▸ **EXTRAIT SOURCE**:

┌────────

Appréciation du Tribunal

55.
    Conformément à l'article 220, paragraphe 2, sous b), du CDC, trois conditions cumulatives doivent être réunies pour que les autorités compétentes puissent ne pas procéder à la prise en compte a posteriori de droits à l'importation. Il faut, tout d'abord, que les droits n'aient pas été perçus à la suite d'une erreur des autorités compétentes elles-mêmes, ensuite que l'erreur commise par celles-ci soit d'une nature telle qu'elle ne pouvait raisonnablement être décelée par un redevable de bonne foi et, enfin, que celui-ci ait observé toutes les dispositions prévues par la réglementation en vigueur en ce qui concerne sa déclaration en douane (voir, par analogie, arrêts de la Cour du 12 juillet 1989, Binder, 161/88, Rec. p. 2415, points 15 et 16; du 27 juin 1991, Mecanarte, C-348/89, Rec. p. I-3277, point 12; du 4 mai 1993, Weis, C-292/91, Rec. p. I-2219, point 14, et Faroe Seafood e.a., précité, point 83; ordonnances de la Cour du 9 décembre 1999, CPL Imperial 2 et Unifrigo/Commission, C-299/98 P, Rec. p. I-8683, point 22, et du 11 octobre 2001, William Hinton & Sons, C-30/00, Rec. p. I-7511, points 68, 69, 71 et 72; arrêt du Tribunal du 5 juin 1996, Günzler Aluminium/Commission, T-75/95, Rec. p. II-497, point 42).

56.
    En ce qui concerne, en premier lieu, la première des conditions susvisées, il y a lieu de constater que deux erreurs commises par les autorités douanières allemandes, à savoir la version erronée de l'Eilverteiler et le dédouanement des marchandises importées par les requérantes en juillet 1995 avec l'octroi de la préférence tarifaire sans la présentation d'un certificat d'importation, sont constantes en l'espèce.

57.
    Quant à l'erreur consistant dans la communication par le ministère fédéral des Finances allemand et le service central de contrôle des contingents tarifaires de renseignements téléphoniques erronés à un collaborateur des requérantes, dans le courant du mois d'août 1995, en l'occurrence le 18 août 1995, il convient de l'écarter d'emblée comme dépourvue de pertinence dans le cadre des présents recours, dont l'objet est limité aux importations effectuées en juillet 1995. Par ailleurs, à la suite d'une demande écrite, adressée par les requérantes au ministère fédéral des Finances le 18 août 1995, l'administration des douanes allemandes, dans sa réponse du 22 août 1995, n'a pas confirmé ces renseignements téléphoniques et a clairement indiqué que l'utilisation du contingent litigieux nécessitait la présentation d'un certificat d'importation à l'appui de la déclaration en douane.

58.
    Dans les requêtes, les requérantes font état d'une autre erreur consistant dans la prétendue communication, par un fonctionnaire du service central de contrôle des contingents tarifaires, de renseignements téléphoniques erronés quant à la question de l'exigence d'un certificat d'importation à leur collaborateur M. Steiner, avant le 13 juillet 1995, c'est-à-dire avant les importations litigieuses. Force est toutefois de constater que, indépendamment de leur production tardive et de leur pertinence, contestée par la Commission, ces renseignements téléphoniques ne sont nullement démontrés par les pièces versées aux dossiers.

└────────

▸ **DONNÉES FOURNIES**:
┌────────

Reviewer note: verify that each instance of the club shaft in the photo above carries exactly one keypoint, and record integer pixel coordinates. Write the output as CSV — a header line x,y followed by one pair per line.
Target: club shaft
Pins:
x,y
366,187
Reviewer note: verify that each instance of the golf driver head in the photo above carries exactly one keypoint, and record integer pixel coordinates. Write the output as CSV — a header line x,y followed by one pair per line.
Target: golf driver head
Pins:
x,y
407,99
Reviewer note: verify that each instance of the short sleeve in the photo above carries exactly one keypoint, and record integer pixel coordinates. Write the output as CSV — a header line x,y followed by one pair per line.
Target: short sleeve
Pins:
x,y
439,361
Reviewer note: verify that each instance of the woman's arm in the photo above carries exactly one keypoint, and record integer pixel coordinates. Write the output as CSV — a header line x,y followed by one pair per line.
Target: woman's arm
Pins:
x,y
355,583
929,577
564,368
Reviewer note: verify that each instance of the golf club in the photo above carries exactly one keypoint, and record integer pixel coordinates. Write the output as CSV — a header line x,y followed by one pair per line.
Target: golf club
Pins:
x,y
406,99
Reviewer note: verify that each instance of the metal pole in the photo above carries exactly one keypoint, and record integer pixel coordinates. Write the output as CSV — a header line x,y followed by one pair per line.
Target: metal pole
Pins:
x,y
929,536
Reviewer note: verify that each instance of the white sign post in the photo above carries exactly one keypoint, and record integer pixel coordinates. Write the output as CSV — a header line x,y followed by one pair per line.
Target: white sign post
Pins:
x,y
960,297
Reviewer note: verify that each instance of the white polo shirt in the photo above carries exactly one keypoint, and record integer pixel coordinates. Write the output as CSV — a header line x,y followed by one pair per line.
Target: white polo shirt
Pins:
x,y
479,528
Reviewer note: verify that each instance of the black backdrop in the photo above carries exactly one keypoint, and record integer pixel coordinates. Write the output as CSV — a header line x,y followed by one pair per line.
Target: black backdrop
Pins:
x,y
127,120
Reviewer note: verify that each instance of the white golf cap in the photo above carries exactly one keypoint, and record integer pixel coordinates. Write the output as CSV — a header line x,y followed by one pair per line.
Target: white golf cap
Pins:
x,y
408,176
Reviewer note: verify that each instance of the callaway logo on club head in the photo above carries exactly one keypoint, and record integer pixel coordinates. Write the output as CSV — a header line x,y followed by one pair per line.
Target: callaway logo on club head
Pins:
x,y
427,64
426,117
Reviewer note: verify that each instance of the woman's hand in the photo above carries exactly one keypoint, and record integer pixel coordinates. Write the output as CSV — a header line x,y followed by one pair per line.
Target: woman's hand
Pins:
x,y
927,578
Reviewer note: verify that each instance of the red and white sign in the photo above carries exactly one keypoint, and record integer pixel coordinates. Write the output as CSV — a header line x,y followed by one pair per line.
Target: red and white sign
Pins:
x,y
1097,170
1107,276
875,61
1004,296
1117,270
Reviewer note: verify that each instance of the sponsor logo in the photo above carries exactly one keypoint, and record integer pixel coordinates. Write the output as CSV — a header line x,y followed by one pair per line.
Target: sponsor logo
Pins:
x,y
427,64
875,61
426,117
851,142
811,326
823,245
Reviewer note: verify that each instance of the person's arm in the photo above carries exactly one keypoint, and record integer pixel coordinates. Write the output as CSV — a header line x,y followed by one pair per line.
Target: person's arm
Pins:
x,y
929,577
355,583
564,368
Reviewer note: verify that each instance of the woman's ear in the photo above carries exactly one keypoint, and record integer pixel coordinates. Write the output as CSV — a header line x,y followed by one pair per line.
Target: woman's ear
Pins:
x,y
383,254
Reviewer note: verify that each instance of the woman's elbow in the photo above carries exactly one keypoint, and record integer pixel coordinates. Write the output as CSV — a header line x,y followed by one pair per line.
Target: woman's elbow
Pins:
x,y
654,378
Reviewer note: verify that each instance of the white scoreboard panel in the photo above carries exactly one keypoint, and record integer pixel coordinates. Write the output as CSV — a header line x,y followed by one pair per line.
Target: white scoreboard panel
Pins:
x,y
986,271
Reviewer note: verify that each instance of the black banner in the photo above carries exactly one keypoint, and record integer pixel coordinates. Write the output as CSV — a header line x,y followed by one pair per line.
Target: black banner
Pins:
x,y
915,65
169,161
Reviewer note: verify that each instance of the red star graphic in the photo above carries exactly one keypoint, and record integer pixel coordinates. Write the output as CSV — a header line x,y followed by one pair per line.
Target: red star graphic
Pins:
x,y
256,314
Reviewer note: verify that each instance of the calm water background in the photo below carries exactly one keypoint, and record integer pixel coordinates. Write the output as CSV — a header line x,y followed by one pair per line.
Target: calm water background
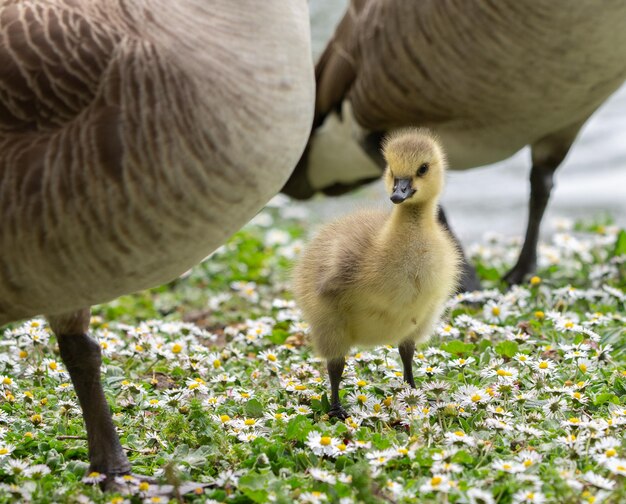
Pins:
x,y
591,182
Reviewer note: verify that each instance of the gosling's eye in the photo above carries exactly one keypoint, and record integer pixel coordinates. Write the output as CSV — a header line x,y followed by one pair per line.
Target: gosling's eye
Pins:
x,y
422,170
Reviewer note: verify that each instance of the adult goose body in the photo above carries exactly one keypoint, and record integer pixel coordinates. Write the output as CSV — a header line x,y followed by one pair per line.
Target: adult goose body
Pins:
x,y
135,137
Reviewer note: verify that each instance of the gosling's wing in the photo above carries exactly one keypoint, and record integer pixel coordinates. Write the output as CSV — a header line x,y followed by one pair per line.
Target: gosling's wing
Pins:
x,y
347,246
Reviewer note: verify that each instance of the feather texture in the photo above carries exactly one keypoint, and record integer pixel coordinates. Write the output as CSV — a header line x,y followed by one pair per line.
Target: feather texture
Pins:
x,y
136,136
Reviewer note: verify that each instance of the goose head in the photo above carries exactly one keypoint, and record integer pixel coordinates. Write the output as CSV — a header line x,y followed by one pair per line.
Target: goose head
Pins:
x,y
415,166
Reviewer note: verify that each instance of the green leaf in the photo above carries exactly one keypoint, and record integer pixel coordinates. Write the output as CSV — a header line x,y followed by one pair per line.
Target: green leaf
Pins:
x,y
298,428
507,349
457,347
620,244
254,408
487,273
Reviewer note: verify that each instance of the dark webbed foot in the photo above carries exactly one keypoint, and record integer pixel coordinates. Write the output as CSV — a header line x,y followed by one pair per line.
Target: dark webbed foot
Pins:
x,y
517,274
407,350
335,370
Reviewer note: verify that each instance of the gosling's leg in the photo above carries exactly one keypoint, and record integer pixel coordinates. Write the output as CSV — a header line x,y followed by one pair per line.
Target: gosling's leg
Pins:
x,y
547,154
469,279
81,356
335,370
407,350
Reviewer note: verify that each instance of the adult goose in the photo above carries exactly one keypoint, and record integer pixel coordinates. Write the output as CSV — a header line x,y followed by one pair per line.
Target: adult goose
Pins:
x,y
488,77
135,137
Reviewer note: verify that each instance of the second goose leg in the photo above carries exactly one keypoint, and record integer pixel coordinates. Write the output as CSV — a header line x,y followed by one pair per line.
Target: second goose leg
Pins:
x,y
81,356
335,370
547,154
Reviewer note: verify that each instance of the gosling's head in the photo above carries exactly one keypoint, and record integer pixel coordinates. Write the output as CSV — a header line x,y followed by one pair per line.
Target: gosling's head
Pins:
x,y
415,166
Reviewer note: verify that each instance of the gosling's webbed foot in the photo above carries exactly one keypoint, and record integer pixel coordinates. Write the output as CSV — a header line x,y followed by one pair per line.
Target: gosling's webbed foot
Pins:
x,y
338,411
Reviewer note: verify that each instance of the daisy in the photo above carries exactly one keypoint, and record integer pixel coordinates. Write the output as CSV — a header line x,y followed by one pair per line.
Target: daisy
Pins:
x,y
459,437
598,481
314,497
528,458
379,458
323,475
525,496
617,466
438,483
508,466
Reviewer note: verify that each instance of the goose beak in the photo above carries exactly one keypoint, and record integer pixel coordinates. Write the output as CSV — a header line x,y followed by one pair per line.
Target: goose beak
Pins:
x,y
401,190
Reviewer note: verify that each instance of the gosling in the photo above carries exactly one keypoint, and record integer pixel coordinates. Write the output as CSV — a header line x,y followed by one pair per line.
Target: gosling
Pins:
x,y
375,277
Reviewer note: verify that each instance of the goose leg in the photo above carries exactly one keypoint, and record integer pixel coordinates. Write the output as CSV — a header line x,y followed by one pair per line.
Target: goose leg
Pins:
x,y
81,356
469,279
407,350
335,370
547,154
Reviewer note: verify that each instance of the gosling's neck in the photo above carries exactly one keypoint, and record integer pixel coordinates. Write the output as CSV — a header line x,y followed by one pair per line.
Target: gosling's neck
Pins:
x,y
415,216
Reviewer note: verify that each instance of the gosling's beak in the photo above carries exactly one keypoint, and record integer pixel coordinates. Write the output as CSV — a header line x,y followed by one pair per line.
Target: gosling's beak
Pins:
x,y
401,190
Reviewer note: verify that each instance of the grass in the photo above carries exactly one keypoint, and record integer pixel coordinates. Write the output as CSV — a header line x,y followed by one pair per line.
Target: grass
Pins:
x,y
521,394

└────────

▸ **CONSIGNE**: D'après l'extrait source, à quelle date l'administration des douanes allemandes a-t-elle répondu à la demande écrite que les requérantes avaient adressée au ministère fédéral des Finances ?

▸ **RÉPONSE**: Le 22 août 1995.